- **Task directions**: Render every line of the entries below as a JSON array of strings, one string per line, skipping blank lines and omitting the pictures.

- **Dataset entries**:
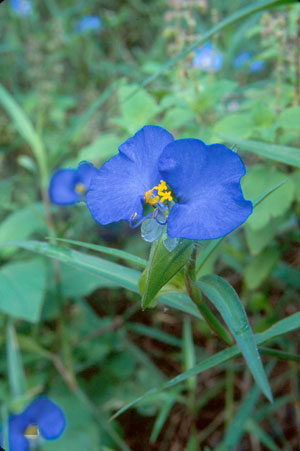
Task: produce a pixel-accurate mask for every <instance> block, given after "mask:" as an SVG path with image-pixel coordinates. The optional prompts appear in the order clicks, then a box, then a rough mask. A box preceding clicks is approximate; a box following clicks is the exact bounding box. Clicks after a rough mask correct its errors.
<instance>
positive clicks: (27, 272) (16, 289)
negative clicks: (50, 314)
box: [0, 258, 46, 322]
mask: <svg viewBox="0 0 300 451" xmlns="http://www.w3.org/2000/svg"><path fill="white" fill-rule="evenodd" d="M45 290H46V268H45V265H44V262H43V260H41V259H40V258H35V259H32V260H28V261H22V262H17V263H9V264H7V265H4V266H2V267H1V269H0V310H1V311H2V312H5V313H7V314H8V315H10V316H13V317H16V318H21V319H25V320H27V321H31V322H37V321H38V320H39V317H40V313H41V307H42V303H43V299H44V294H45Z"/></svg>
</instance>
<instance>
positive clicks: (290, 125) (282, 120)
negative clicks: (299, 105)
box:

- **Solution**:
[
  "Task: produce a pixel-accurate mask for every <instance> block, given after \"mask:\" as an SVG path with image-pixel coordinates. The optional prompts appear in the order clicks, then a box, then a rough mask. A box preceding clicks is approximate; a box following clicks is the exact bounding box. Clicks after a rough mask correct its errors.",
  "<instance>",
  "positive clicks: (27, 272) (16, 289)",
  "negative clicks: (50, 314)",
  "box: [0, 258, 46, 322]",
  "mask: <svg viewBox=\"0 0 300 451\" xmlns=\"http://www.w3.org/2000/svg\"><path fill=\"white\" fill-rule=\"evenodd\" d=\"M45 290H46V268H45V265H44V262H43V260H41V259H40V258H35V259H32V260H28V261H22V262H17V263H9V264H7V265H4V266H2V267H1V269H0V310H1V311H2V312H5V313H7V314H8V315H10V316H13V317H16V318H21V319H25V320H27V321H31V322H37V321H38V320H39V317H40V313H41V307H42V303H43V299H44V294H45Z\"/></svg>",
  "</instance>",
  "<instance>",
  "positive clicks: (290, 125) (282, 120)",
  "negative clicks: (299, 105)",
  "box:"
]